Your goal >> Please print every line of the records below word for word, leaving out the pictures.

Record set >>

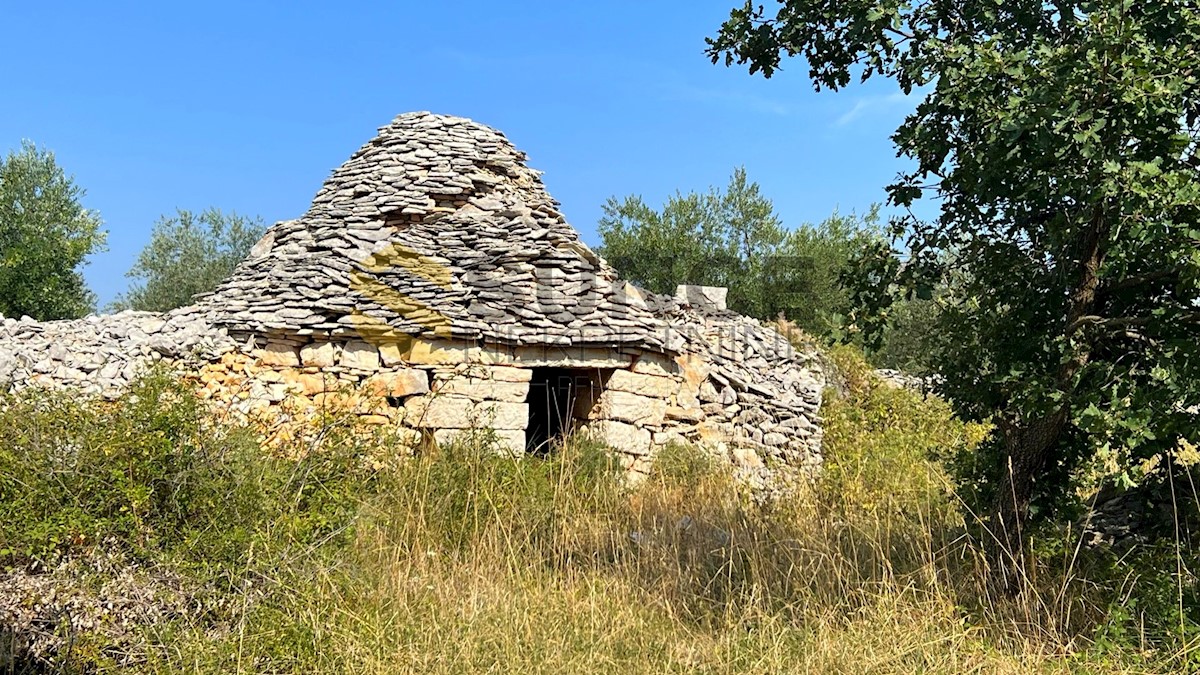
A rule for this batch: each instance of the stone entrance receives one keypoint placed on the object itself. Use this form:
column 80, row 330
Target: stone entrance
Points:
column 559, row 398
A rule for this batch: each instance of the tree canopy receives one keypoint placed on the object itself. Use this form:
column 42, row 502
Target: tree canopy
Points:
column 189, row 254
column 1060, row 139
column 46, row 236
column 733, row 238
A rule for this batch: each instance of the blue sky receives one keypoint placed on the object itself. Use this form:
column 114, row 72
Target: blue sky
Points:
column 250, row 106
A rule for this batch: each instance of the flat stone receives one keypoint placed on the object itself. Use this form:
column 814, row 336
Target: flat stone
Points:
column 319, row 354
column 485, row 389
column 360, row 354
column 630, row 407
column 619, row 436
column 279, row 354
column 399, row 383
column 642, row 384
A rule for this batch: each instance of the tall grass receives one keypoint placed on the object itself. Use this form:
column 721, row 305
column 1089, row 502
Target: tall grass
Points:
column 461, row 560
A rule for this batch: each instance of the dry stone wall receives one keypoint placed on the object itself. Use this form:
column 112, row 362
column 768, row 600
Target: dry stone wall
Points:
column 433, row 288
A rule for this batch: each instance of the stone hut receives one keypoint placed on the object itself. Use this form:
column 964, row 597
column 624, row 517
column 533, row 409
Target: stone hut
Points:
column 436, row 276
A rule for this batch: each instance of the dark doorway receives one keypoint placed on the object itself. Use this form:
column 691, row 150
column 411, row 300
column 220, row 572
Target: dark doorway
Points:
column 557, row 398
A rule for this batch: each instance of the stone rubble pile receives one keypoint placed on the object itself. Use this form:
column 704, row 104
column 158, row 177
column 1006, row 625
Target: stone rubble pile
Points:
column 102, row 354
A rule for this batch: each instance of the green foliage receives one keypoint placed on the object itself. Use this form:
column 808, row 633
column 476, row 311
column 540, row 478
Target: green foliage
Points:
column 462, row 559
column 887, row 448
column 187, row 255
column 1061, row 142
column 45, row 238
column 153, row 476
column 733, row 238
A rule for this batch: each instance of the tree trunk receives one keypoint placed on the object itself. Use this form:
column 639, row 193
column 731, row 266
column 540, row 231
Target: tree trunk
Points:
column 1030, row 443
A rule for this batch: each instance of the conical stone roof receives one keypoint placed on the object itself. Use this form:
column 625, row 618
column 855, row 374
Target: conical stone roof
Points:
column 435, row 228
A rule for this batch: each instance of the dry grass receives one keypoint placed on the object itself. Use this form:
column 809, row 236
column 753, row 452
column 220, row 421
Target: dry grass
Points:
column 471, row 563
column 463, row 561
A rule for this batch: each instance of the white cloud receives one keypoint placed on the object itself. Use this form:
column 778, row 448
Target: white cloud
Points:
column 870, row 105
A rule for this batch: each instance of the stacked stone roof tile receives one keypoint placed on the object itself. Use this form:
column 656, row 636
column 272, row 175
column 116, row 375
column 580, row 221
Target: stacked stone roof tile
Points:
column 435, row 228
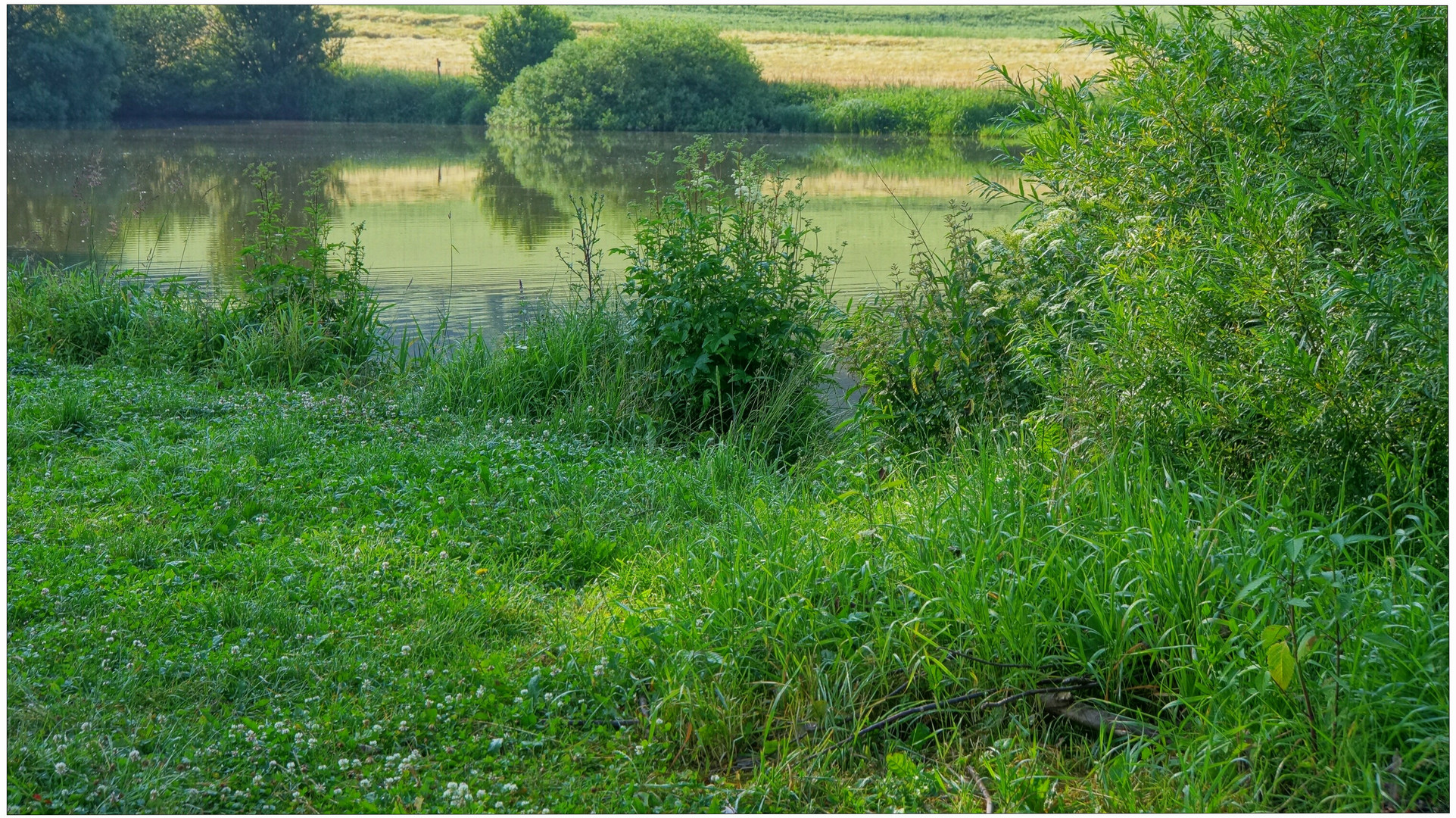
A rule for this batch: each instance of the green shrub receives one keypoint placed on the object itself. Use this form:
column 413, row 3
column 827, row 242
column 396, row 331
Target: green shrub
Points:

The result >>
A rule for this batch: each instance of the stone entrance receives one keypoint placed on the object itself. Use this form:
column 80, row 330
Target: stone entrance
Points:
column 559, row 398
A rule for this batch: each instance of the tree canopy receives one keypoint placed on the object itself. Use this form:
column 42, row 502
Target: tree canopy
Points:
column 189, row 254
column 1060, row 139
column 46, row 236
column 733, row 238
A rule for this batch: each instance of the blue sky receives one keypoint placed on the object itself. Use this form:
column 114, row 72
Target: blue sky
Points:
column 250, row 106
A rule for this batch: each instance of the flat stone receives one keypoint placed on the object itself. Use this form:
column 814, row 336
Target: flat stone
Points:
column 319, row 354
column 485, row 389
column 360, row 354
column 630, row 407
column 619, row 436
column 279, row 354
column 399, row 383
column 642, row 384
A rule for this batch: each instance of the tall grass receives one keypoint placed on the object itself. Use this form:
column 721, row 305
column 1089, row 502
Target: tall grass
Points:
column 461, row 560
A rule for this batch: each instance of the dry stone wall receives one keypoint placed on the object itself. Use this form:
column 112, row 362
column 768, row 600
Target: dry stone wall
Points:
column 433, row 288
A rule for this batch: each instance of the stone hut receives one keypoint placed on the object itself. Use this form:
column 964, row 597
column 624, row 517
column 533, row 409
Target: stone hut
Points:
column 436, row 276
A rule for this batch: each instance of the dark doorway receives one keypoint placed on the object itself. Use this form:
column 691, row 150
column 411, row 300
column 220, row 572
Target: dark doorway
Points:
column 557, row 398
A rule for this batch: each instance of the stone rubble pile receives one keypoint placed on the object itself. Use this form:
column 704, row 104
column 158, row 177
column 1006, row 625
Target: stone rubble pile
Points:
column 102, row 354
A rule for this batch: each instance of the green foliage receives one keypoint placed on the object itself. Use this form:
column 808, row 633
column 476, row 311
column 540, row 478
Target: green foliage
Points:
column 462, row 559
column 887, row 448
column 187, row 255
column 1061, row 142
column 45, row 238
column 153, row 476
column 733, row 238
A rule for this batch: each instance of the tree trunk receives one keypoint placed on the object itself. Use this form:
column 639, row 193
column 731, row 266
column 540, row 231
Target: tree trunk
Points:
column 1030, row 443
A rule for this batch: each instance of the conical stone roof receives one keypoint placed on the object itself. Use this form:
column 625, row 618
column 855, row 374
Target: conical stone roof
Points:
column 435, row 228
A rule for this batch: each instance of the dry grass receives one keypoint placed on the object itself. Use this form:
column 809, row 236
column 753, row 452
column 220, row 421
Target: dry grass
Points:
column 471, row 563
column 463, row 561
A rule for this batch: each instance of the white cloud receives one keypoint placed on the object itself. Use this form:
column 778, row 448
Target: white cloud
Points:
column 870, row 105
A rule for this batch: each instance of the stacked stone roof tile receives one keypoint placed on the object itself. Use this form:
column 656, row 636
column 272, row 175
column 116, row 375
column 580, row 221
Target: stacked stone roof tile
Points:
column 435, row 228
A rule for this batch: each instance of the green shrub receives one keypoint placed on the object itself. Use this form:
column 413, row 3
column 827, row 242
column 396, row 331
Target: green shrub
Points:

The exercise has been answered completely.